----- Document excerpt
12. In any interview, gaining the consent of the adult to be interviewed should be the norm. The council officer should also consider the adult's capacity and promote the adult's participation in the interview.

13. A person's capacity can vary over time and in respect of different types of decision making. While not relevant to the three-point test, capacity is relevant in relation to the ability to consent to, for example, a medical examination or to take decisions relating to care arrangements or financial dealings. Capacity applies to both decision making and the implementation of decisions. A person can have the capacity to make a particular decision but through illness or infirmity may not have the physical capacity to implement that decision.

14. In seeking advice regarding a person's capacity it is important that the determination of capacity is specific in relation to which areas of decision making and executive action the person may lack capacity.

15. Some or all of the following factors may be considered where there is doubt about the adult's mental capacity:

  • does the adult understand the nature of what is being asked and why?
  • is the adult capable of expressing their wishes/choices?
  • does the adult have an awareness of the risks/benefits involved?
  • can the adult be made aware of their right to refuse to answer questions as well as the possible consequences of doing so?

16. The possible scenarios that may emerge include the following:

I. the adult has capacity and agrees to be interviewed;

II. the adult has capacity and declines to be interviewed;

III. the adult lacks capacity and is unable to consent to being interviewed

IV. the adult has capacity but is thought to have been influenced by some other person to refuse consent


17. A lack of capacity to consent to being interviewed is not an automatic bar on the adult participating in the interview process. The principle of the adult participating 'as fully as possible' should be adhered to. In addition, if the adult is thought to have been influenced to refuse consent, consideration should be given to whether there has been 'undue pressure' applied and therefore a need to consider application for an Assessment Order.
----------
----- Given entries
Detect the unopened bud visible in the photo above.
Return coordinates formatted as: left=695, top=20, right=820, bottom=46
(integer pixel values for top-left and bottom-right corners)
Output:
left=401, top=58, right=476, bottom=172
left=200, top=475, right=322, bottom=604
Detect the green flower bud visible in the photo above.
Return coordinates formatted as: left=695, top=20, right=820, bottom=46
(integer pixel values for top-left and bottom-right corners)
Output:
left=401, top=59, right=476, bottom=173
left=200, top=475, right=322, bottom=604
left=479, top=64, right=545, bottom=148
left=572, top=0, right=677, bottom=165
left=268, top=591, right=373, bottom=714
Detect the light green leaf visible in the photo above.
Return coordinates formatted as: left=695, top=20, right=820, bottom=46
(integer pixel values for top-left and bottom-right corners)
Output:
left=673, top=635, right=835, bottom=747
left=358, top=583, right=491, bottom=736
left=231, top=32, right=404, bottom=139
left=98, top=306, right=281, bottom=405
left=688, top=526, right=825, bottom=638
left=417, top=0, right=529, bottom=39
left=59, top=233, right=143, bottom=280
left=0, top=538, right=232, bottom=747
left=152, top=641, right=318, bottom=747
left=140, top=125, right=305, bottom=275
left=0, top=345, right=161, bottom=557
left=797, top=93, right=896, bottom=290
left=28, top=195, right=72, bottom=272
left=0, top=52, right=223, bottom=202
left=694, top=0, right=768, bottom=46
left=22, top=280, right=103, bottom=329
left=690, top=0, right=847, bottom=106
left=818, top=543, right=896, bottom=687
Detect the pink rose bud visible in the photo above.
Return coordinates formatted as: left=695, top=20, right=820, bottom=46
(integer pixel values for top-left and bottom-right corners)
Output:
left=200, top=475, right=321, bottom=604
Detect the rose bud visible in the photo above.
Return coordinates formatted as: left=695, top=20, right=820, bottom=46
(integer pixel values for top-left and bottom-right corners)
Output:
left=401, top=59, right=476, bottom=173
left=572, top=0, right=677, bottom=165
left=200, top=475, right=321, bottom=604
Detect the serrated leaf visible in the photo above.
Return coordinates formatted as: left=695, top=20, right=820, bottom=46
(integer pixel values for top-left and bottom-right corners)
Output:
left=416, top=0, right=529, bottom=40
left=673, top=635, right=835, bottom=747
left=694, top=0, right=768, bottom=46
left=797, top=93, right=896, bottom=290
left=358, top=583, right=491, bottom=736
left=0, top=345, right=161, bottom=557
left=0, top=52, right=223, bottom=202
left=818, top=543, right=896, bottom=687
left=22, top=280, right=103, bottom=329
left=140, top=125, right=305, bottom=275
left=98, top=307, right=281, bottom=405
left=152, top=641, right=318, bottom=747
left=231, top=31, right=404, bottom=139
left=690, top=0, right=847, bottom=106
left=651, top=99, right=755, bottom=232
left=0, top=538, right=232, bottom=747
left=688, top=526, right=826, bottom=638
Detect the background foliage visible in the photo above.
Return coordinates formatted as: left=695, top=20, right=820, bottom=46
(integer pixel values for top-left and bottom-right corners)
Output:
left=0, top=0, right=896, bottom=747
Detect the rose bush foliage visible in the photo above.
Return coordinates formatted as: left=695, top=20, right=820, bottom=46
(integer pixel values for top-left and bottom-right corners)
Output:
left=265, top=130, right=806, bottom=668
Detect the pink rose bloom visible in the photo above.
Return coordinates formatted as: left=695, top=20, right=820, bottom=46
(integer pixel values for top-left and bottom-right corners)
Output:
----------
→ Task requirements
Copy out the guidance text on interviewing an adult and assessing capacity word for word, in full.

→ Exercise output
12. In any interview, gaining the consent of the adult to be interviewed should be the norm. The council officer should also consider the adult's capacity and promote the adult's participation in the interview.

13. A person's capacity can vary over time and in respect of different types of decision making. While not relevant to the three-point test, capacity is relevant in relation to the ability to consent to, for example, a medical examination or to take decisions relating to care arrangements or financial dealings. Capacity applies to both decision making and the implementation of decisions. A person can have the capacity to make a particular decision but through illness or infirmity may not have the physical capacity to implement that decision.

14. In seeking advice regarding a person's capacity it is important that the determination of capacity is specific in relation to which areas of decision making and executive action the person may lack capacity.

15. Some or all of the following factors may be considered where there is doubt about the adult's mental capacity:

  • does the adult understand the nature of what is being asked and why?
  • is the adult capable of expressing their wishes/choices?
  • does the adult have an awareness of the risks/benefits involved?
  • can the adult be made aware of their right to refuse to answer questions as well as the possible consequences of doing so?

16. The possible scenarios that may emerge include the following:

I. the adult has capacity and agrees to be interviewed;

II. the adult has capacity and declines to be interviewed;

III. the adult lacks capacity and is unable to consent to being interviewed

IV. the adult has capacity but is thought to have been influenced by some other person to refuse consent


17. A lack of capacity to consent to being interviewed is not an automatic bar on the adult participating in the interview process. The principle of the adult participating 'as fully as possible' should be adhered to. In addition, if the adult is thought to have been influenced to refuse consent, consideration should be given to whether there has been 'undue pressure' applied and therefore a need to consider application for an Assessment Order.